# Written instruction a
Which lines of the records contain the string "decker"? List each of those lines in full, and treat case as significant.

# Source passage
......

Drivers - Cathode Follower - Rectifier?
Also, I have to assume that, like everything else, eventually the law of diminishing returns comes into play. Not everyone's ears or systems are designed to be able to discern the differences between every single cable or interconnect that you insert here and there. I fully expect that the same is going to be true of tubes.
I'm completly new to tubes. I just want to approach things from a logical standpoint and roll out the tubes one at a time starting with the ones most likely to alter the sound. At some point I might say, "Thats good enough" or maybe I wont even be able to discern any differences.
Phono driver tube (if you use phono stage much) then main driver tubes, (then phono cathode follower,if use phono) then rectifier tube. finally main Cathode follower IMO.
Like pwer cords and interconnects, folks will ague this endlessly if it is thier 'thing'.
After the main audio tubes it really is not a big deal..
Thanks again for the basic no-nonsense info.
It appears the my preamp has no main cathode follower. The only tubes in it are the ones I mentioned: (2) 6SN7 drivers for the main, (1) 12AX7 and (1) 12AU7 for the phono and the (1) 5AR4/GZ34 rectifier.
I suspect the preamp I am talking about (once again, the Modwright LS100) is more of a 'hybrid'design than a true tube preamp, but I dont know the distinctions exactly. In any case, there doesnt appear to be a cathode follower - dont know if that seems strange to any of you?
Also, I wonder what all of your opinions are about something I was reading in another thread here on Audiogon. There was a link to another article (Joe's Tube Lore - http://www.audioasylum.com/scripts/d.pl?audio/faq/joes-tubes.html) where the author basically said that there are no 12ax7 tubes that are all that good. The author suggested that anyone interested in getting better sound should replace the 12ax7 tubes with 5751 tubes, which are, for the most part, interchangeable with the 12ax7.
Is this something that is a given or fairly common knowledge? Would you agree with this assessment? And also, if you do replace 12ax7 tubes with 5751 tubes, can you still use the 12au7 cathode follower, or do you need to replace those with something different as well?
Thanks again everyone!

......

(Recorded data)

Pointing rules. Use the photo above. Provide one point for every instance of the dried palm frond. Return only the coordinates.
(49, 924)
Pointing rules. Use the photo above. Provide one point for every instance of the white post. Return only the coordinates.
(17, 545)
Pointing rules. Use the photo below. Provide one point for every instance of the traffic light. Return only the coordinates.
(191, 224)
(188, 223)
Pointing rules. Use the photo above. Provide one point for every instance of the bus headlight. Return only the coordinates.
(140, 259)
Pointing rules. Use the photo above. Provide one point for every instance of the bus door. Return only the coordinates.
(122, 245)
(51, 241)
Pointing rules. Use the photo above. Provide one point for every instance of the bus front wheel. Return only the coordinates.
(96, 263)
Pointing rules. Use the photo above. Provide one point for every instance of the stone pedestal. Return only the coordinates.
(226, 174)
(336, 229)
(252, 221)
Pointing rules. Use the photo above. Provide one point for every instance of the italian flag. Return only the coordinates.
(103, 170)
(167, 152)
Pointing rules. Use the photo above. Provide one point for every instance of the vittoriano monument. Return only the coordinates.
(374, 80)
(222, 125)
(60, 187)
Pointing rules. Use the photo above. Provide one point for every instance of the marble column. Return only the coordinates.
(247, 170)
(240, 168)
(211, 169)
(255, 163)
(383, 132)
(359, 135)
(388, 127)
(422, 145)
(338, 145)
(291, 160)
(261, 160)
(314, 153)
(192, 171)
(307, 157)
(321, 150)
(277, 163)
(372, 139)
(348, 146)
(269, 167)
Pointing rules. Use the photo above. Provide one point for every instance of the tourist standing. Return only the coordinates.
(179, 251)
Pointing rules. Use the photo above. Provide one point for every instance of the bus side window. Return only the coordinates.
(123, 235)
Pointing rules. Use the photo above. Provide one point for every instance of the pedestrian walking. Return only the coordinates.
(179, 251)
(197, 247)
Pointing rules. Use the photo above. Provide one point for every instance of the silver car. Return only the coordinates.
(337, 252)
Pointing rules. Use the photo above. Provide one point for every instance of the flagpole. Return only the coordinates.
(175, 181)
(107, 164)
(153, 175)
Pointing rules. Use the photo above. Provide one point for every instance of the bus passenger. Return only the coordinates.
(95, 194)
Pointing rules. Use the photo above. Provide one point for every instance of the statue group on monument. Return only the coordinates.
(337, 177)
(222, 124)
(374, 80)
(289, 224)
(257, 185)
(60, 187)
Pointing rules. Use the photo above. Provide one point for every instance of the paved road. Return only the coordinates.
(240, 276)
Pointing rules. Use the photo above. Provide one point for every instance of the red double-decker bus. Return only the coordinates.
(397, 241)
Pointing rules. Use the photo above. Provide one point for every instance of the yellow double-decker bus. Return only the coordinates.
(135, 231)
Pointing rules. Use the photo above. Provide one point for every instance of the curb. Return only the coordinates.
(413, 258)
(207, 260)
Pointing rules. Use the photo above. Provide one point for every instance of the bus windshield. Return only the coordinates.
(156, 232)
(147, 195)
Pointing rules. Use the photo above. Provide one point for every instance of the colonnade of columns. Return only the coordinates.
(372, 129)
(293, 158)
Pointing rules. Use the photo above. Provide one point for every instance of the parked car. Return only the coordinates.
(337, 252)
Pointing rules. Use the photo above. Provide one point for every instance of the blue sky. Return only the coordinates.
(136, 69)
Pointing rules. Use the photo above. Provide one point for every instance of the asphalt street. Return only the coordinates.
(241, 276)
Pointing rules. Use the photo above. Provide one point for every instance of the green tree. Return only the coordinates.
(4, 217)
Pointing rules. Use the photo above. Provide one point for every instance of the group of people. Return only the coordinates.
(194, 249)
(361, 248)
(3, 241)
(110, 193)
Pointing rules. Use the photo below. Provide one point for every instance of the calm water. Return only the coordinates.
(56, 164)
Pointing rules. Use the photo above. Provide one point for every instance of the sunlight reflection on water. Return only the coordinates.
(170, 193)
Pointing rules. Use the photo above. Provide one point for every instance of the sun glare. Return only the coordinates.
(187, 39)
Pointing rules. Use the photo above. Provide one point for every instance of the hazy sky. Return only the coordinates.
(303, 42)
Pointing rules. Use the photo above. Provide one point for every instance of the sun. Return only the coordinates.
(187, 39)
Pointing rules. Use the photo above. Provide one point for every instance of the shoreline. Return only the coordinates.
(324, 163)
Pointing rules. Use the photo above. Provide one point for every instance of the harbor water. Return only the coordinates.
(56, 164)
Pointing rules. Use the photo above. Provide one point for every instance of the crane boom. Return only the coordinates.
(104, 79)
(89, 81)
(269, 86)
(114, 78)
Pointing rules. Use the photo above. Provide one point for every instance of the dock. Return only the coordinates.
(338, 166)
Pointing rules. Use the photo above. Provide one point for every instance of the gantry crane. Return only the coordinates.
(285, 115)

......

# Written instruction b
Carry on the forum discussion about swapping preamp tubes, picking up after its final line.

# Expected output a
Pointing rules. Use the photo above. Provide one point for every instance of the red double-decker bus. Return only the coordinates.
Pointing rules. Use the photo above. Provide one point for every instance of the yellow double-decker bus. Return only the coordinates.

# Expected output b
Hello Mr N- While it is certainly true that everyones' aural accuity, and system resolutions vary; tubes in circuit make a dramatic difference, and one must be nearly deaf to miss their impact. Since you mentioned the 6SN7 family, I'll start there, as the driver will have an effect on ALL your inputs. This tube: (http://cgi.ebay.com/2-MATCHED-Sylvania-BAD-BOY-VT-231-6SN7-GT-6SN7GT-Tubes-/300532799867?pt=Vintage_Electronics_R2&hash=item45f926997b) is an excellent performer, that won't break the bank(like my faves; the TungSol round plates, and Sylvania 6SN7W, tall bottles). They are easy to find(right now anyway). Whatever you buy; be certain the triodes are balanced, and the pair also(if more than one is used in that stage). When you replace the phono tubes; once more, balance is important, but also- get CERTIFIED LOW NOISE tubes, as the gain there is much higher, and any noise will be amplified(http://www.upscaleaudio.com/testing-signal-tubes). After you've gotten accustomed to the new flavor of your system; find a NOS Mullard(Blackburn Plant) GZ34(http://www.tubeworld.com/5ar4.htm), and enjoy! OH, BTW: The Mullard rectifier will probably outlast you, and your preamp. Here is a site that will give you an idea of what presentation to expect from some of the difference NOS tubes in the 6SN7 family. I've tried all the top contenders listed, and can vouch for the veracity of the opinions given(http://www.avclub.gr/forum/archive/index.php/t-4376.html).
While it is certainly true that everyones' aural accuity, and system resolutions vary; tubes in circuit make a dramatic difference, and one must be nearly deaf to miss their impact.
Well, again, I am pretty new to tubes, so I cant say that that couldn't be the case.
When you replace the phono tubes; once more, balance is important, but also- get CERTIFIED LOW NOISE tubes, as the gain there is much higher, and any noise will be amplified
But my preamp has only one driver tube in the phono - a single 12ax7, so I dont know how to take what you are saying. Match it to what? Should it be matched to the 12au7 follower?
And thanks for the specific recommendations. Will definitely consider some of these. Hoping for more recommendations as well.
On a side note, others have told me the new stock Shuguang Black Treasure 6SN7/CV181-Z are good tubes to use. This is not to bring up the NOS vs current stock debate. But I wouldnt mind having one or 2 recommendations from both (NOS and current options) for each of the tubes in my circuit.
I based my comment on what you said about having a 12AX7 and 12AU7 in the phono circuit. Both are, "dual triode" tubes, and(as you have one each for both channels), if the two triodes(WITHIN EACH TUBE) are not balanced, neither will the sound be, from that stage of your system. Of course: that will bother some, more than others. Did you look at the Upscale Audio page, on grading tubes? The better the grade, the closer the triode balance(from most sellers). Personally- I've never heard a Chinese tube that I wanted to listen to again. But- who am I to say what's right in someone else's listening room? Happy listening!
Just went through this situtation myself! Brent jessee helped a great deal! Up graded to siemans 12at7 tubes from rca's- huge improvement! Than upgraded rec.and what it did was increase presence,depth,sound stage and gave a punch to the low end!it has to do with current.so the rec. Is an important part as to providing higher current to the pre. I liken it to the right pre and amp combination. Each sys is going to react diff.its trial and error.try diff. Rec. And see which one you like the best!this (to me )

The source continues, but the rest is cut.